WHAT TO WORK ON. Look through the records below for the word "metal". Report how many lines have it, and only that number.

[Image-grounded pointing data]

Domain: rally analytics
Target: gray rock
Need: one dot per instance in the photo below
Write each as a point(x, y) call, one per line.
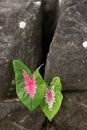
point(72, 114)
point(49, 21)
point(67, 57)
point(14, 116)
point(20, 37)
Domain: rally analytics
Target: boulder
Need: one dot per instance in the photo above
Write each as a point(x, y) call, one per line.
point(72, 114)
point(14, 116)
point(67, 57)
point(49, 21)
point(20, 38)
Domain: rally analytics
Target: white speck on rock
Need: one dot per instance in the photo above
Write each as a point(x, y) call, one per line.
point(84, 44)
point(22, 24)
point(37, 3)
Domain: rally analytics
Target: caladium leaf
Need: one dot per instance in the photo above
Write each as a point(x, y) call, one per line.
point(53, 99)
point(29, 87)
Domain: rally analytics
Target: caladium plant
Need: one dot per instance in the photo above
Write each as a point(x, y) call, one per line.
point(33, 91)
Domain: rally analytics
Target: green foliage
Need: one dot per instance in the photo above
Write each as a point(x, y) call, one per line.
point(20, 90)
point(40, 96)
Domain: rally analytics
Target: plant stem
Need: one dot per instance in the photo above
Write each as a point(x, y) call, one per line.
point(48, 124)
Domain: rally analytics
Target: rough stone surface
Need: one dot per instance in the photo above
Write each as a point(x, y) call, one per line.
point(73, 112)
point(20, 37)
point(49, 22)
point(14, 116)
point(67, 57)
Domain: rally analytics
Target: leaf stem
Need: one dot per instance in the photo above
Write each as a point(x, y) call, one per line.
point(48, 124)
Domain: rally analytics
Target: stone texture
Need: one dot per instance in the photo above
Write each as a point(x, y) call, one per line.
point(73, 112)
point(67, 57)
point(49, 21)
point(20, 37)
point(14, 116)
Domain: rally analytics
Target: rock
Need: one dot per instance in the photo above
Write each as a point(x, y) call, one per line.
point(20, 38)
point(49, 22)
point(67, 57)
point(14, 116)
point(72, 114)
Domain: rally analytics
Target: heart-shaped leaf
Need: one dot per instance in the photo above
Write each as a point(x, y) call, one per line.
point(53, 99)
point(31, 96)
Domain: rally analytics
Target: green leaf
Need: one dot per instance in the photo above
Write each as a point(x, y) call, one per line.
point(58, 99)
point(31, 104)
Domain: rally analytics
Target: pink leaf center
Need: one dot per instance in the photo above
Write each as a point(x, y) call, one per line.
point(30, 85)
point(49, 97)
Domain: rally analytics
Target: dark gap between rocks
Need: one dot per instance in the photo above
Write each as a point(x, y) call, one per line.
point(50, 14)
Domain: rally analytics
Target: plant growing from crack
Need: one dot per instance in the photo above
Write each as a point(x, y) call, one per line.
point(33, 91)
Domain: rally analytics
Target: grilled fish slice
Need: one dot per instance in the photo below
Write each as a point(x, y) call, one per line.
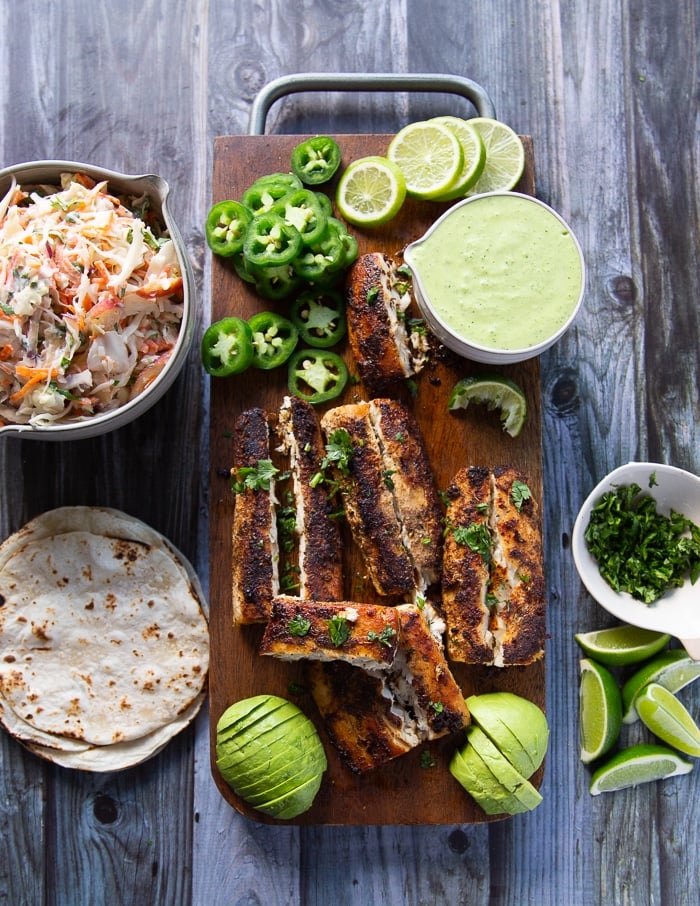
point(255, 571)
point(361, 634)
point(369, 501)
point(421, 678)
point(373, 717)
point(465, 569)
point(415, 495)
point(378, 296)
point(517, 575)
point(319, 541)
point(362, 719)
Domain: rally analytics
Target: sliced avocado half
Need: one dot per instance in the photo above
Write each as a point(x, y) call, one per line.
point(294, 802)
point(515, 725)
point(482, 785)
point(502, 769)
point(251, 758)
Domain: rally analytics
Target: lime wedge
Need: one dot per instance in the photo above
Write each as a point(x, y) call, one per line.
point(667, 717)
point(638, 764)
point(473, 155)
point(622, 645)
point(600, 710)
point(430, 157)
point(673, 670)
point(370, 191)
point(496, 393)
point(505, 156)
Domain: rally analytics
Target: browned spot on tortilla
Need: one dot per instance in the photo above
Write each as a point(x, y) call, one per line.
point(151, 632)
point(40, 632)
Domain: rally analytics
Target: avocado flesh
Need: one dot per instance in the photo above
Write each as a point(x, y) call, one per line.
point(270, 792)
point(262, 718)
point(502, 769)
point(482, 786)
point(238, 713)
point(253, 780)
point(515, 725)
point(256, 759)
point(294, 802)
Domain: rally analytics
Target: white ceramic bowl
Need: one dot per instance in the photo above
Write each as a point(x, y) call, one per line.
point(430, 306)
point(48, 172)
point(678, 611)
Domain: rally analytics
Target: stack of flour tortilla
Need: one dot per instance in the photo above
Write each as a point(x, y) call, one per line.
point(104, 639)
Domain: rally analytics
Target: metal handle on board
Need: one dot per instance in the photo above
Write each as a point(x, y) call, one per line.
point(355, 81)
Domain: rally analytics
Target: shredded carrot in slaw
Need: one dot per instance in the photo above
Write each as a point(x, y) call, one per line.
point(90, 301)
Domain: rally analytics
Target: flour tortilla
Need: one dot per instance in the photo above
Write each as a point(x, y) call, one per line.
point(103, 636)
point(121, 755)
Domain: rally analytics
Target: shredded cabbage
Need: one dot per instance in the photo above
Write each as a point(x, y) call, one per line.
point(90, 301)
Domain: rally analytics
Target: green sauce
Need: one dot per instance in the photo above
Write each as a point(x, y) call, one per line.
point(502, 272)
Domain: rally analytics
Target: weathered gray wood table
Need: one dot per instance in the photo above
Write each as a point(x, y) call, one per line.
point(608, 91)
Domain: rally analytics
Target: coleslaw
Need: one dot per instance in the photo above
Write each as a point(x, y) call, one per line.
point(90, 301)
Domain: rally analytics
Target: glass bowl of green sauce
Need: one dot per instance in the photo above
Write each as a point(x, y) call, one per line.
point(498, 278)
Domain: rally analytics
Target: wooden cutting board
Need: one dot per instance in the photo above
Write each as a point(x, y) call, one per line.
point(402, 792)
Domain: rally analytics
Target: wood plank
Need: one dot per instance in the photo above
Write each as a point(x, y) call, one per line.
point(387, 794)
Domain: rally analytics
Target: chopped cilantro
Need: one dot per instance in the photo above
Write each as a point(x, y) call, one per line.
point(339, 630)
point(519, 493)
point(639, 550)
point(299, 626)
point(254, 478)
point(384, 636)
point(475, 536)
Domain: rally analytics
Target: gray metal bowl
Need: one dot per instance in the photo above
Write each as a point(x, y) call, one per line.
point(48, 172)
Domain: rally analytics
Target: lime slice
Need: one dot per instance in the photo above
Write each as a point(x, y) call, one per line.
point(430, 157)
point(673, 670)
point(505, 156)
point(370, 191)
point(638, 764)
point(473, 155)
point(496, 393)
point(621, 645)
point(600, 710)
point(668, 718)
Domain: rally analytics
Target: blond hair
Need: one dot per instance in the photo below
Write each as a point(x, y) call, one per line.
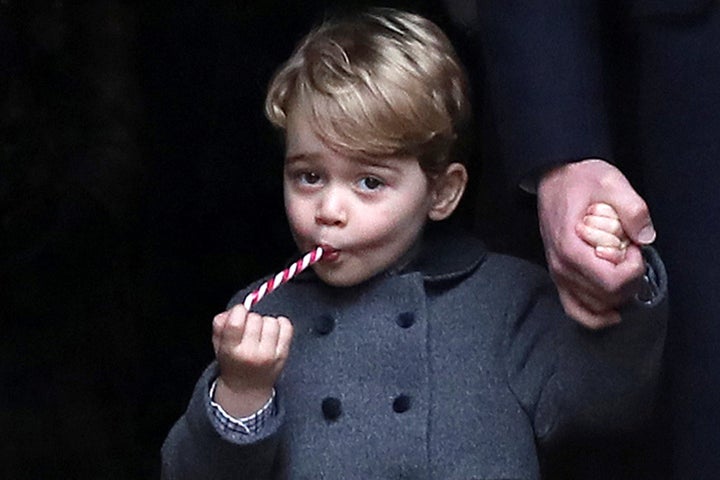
point(382, 83)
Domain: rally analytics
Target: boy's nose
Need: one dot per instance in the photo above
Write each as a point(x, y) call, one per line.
point(331, 210)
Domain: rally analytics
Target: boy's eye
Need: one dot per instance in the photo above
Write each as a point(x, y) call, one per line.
point(309, 178)
point(371, 183)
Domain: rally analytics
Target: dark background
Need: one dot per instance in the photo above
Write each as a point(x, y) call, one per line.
point(140, 187)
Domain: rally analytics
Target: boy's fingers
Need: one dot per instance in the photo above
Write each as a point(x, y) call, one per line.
point(253, 328)
point(602, 210)
point(284, 337)
point(611, 254)
point(269, 335)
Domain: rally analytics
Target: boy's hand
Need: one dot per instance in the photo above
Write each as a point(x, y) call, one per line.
point(601, 228)
point(251, 351)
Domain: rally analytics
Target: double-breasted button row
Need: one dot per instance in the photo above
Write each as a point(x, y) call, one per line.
point(324, 324)
point(332, 407)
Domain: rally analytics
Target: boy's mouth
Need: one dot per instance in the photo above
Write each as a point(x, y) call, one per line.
point(330, 254)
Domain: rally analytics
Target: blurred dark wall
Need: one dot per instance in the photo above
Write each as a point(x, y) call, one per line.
point(139, 188)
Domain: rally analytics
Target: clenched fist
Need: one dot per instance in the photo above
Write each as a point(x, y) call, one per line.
point(251, 350)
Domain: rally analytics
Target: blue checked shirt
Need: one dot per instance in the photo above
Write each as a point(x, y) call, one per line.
point(250, 425)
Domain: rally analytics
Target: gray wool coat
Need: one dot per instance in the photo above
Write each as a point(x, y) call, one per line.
point(455, 367)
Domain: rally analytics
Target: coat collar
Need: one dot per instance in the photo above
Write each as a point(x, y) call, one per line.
point(445, 253)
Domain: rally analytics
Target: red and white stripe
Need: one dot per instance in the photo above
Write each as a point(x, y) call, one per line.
point(283, 277)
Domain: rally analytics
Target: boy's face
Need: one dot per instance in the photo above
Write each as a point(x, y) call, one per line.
point(366, 213)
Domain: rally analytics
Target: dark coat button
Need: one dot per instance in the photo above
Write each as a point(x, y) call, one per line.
point(323, 324)
point(405, 319)
point(332, 408)
point(401, 403)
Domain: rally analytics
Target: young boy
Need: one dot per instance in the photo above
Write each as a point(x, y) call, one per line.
point(409, 351)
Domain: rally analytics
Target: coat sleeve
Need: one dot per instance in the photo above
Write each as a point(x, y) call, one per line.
point(195, 449)
point(571, 380)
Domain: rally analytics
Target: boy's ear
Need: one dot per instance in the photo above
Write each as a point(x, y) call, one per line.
point(448, 189)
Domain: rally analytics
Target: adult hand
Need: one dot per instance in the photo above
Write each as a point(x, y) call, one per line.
point(591, 289)
point(251, 351)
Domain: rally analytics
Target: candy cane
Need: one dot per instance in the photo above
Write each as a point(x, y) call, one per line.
point(283, 277)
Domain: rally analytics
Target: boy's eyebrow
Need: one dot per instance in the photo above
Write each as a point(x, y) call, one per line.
point(302, 156)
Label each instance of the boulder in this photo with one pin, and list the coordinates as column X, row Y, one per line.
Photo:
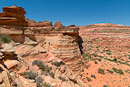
column 6, row 79
column 11, row 63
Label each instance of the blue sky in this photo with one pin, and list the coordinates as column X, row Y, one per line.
column 78, row 12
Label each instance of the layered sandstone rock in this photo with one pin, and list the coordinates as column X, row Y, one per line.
column 13, row 16
column 60, row 42
column 32, row 23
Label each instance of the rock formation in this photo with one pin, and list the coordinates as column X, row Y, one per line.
column 13, row 16
column 32, row 23
column 55, row 48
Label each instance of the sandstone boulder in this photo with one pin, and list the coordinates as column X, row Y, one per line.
column 11, row 63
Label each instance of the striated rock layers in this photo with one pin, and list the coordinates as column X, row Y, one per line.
column 13, row 16
column 32, row 23
column 61, row 41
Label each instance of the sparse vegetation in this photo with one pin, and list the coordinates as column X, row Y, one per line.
column 52, row 74
column 108, row 53
column 101, row 71
column 39, row 63
column 110, row 71
column 57, row 63
column 39, row 81
column 88, row 79
column 93, row 76
column 30, row 75
column 128, row 71
column 118, row 71
column 62, row 78
column 105, row 86
column 5, row 39
column 96, row 62
column 46, row 85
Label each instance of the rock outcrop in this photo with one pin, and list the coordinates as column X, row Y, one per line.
column 40, row 41
column 32, row 23
column 13, row 16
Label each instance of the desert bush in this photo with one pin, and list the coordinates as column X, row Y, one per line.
column 110, row 71
column 57, row 63
column 52, row 74
column 46, row 85
column 39, row 81
column 93, row 76
column 47, row 69
column 5, row 39
column 62, row 78
column 96, row 62
column 39, row 63
column 128, row 71
column 115, row 59
column 101, row 71
column 108, row 53
column 118, row 71
column 30, row 75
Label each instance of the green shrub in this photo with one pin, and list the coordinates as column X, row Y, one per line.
column 46, row 85
column 118, row 71
column 57, row 63
column 105, row 86
column 30, row 75
column 89, row 79
column 96, row 62
column 108, row 53
column 93, row 76
column 110, row 71
column 128, row 71
column 39, row 81
column 39, row 63
column 62, row 78
column 115, row 59
column 5, row 39
column 52, row 74
column 47, row 69
column 101, row 71
column 99, row 59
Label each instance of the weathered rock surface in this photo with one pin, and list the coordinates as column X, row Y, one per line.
column 6, row 79
column 32, row 23
column 13, row 16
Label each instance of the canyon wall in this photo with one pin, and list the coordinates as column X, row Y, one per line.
column 61, row 41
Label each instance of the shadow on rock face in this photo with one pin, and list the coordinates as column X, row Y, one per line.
column 80, row 41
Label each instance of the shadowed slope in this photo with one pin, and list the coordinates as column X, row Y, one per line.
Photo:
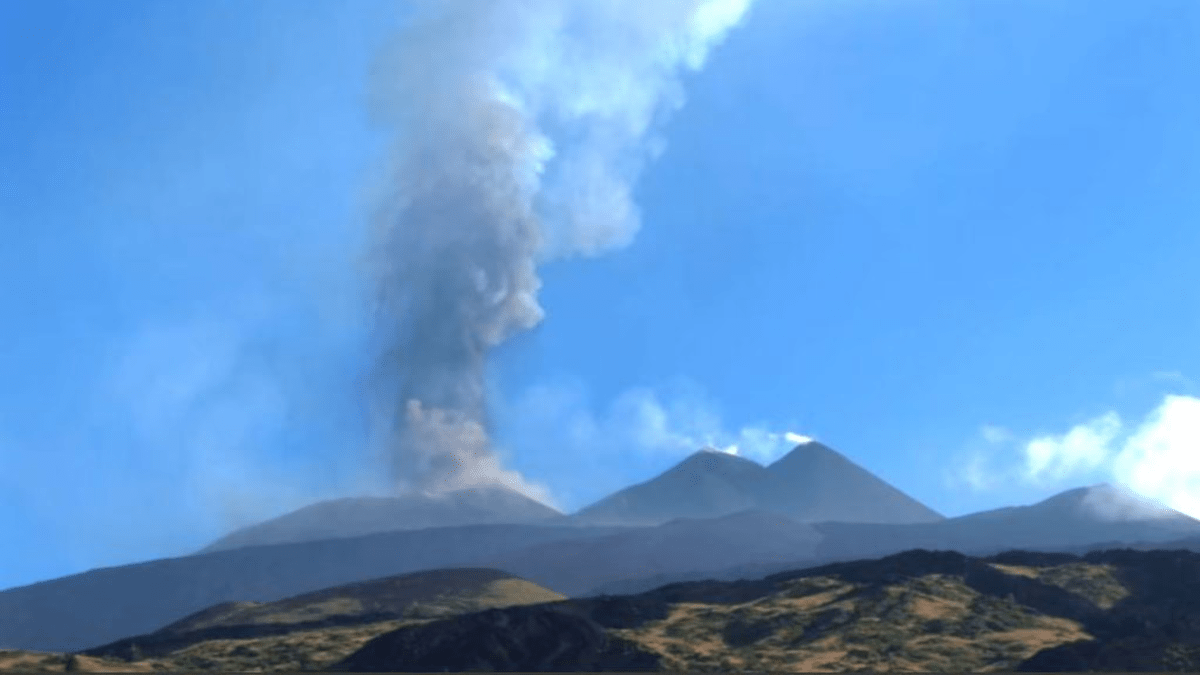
column 97, row 607
column 913, row 611
column 811, row 483
column 706, row 484
column 381, row 603
column 367, row 515
column 816, row 483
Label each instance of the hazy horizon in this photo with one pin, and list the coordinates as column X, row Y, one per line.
column 954, row 242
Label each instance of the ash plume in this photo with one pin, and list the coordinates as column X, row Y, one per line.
column 520, row 130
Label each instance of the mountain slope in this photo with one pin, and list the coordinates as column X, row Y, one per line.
column 697, row 547
column 321, row 627
column 706, row 484
column 97, row 607
column 367, row 515
column 1075, row 518
column 811, row 483
column 816, row 483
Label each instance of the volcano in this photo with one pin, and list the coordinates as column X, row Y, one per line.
column 811, row 483
column 366, row 515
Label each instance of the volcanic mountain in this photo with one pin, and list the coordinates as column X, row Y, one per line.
column 366, row 515
column 811, row 483
column 1075, row 519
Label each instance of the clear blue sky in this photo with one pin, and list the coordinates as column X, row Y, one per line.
column 958, row 242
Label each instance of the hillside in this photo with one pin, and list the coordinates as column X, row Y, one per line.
column 811, row 483
column 917, row 611
column 367, row 515
column 301, row 633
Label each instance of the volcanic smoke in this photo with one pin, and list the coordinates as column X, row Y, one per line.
column 520, row 130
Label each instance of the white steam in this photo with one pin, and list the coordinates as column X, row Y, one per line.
column 521, row 129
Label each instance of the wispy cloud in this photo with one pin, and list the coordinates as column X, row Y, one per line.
column 586, row 451
column 1084, row 448
column 1162, row 458
column 1157, row 458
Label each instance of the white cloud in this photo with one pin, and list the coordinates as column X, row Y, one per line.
column 1157, row 460
column 586, row 451
column 1162, row 458
column 1084, row 448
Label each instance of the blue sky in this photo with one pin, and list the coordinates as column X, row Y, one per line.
column 957, row 242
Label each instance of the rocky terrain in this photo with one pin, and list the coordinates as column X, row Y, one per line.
column 918, row 611
column 307, row 632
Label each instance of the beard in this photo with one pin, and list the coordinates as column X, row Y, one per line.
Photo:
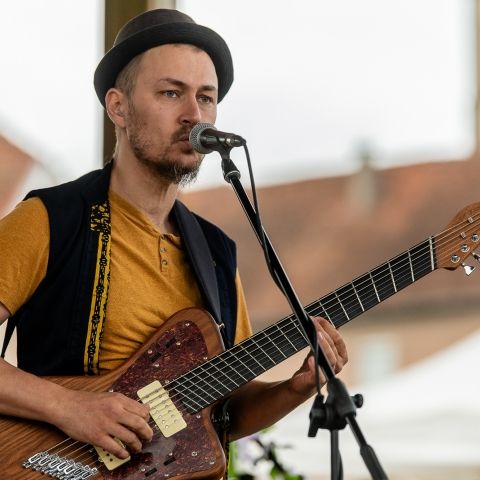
column 163, row 165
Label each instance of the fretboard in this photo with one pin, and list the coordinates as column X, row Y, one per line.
column 221, row 375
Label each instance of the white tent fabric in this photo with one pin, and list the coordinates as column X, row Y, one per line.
column 426, row 416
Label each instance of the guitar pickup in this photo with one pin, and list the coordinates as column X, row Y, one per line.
column 163, row 411
column 109, row 460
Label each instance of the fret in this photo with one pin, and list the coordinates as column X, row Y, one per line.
column 218, row 377
column 349, row 301
column 393, row 278
column 412, row 273
column 383, row 281
column 334, row 310
column 358, row 297
column 422, row 260
column 375, row 287
column 366, row 290
column 401, row 269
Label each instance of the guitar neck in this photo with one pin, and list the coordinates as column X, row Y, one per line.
column 218, row 377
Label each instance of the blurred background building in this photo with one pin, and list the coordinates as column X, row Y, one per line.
column 363, row 124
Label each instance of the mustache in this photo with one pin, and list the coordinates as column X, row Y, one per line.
column 183, row 133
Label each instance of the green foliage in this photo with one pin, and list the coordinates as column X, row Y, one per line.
column 242, row 463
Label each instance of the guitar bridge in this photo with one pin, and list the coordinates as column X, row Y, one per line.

SOLVED EXERCISE. 2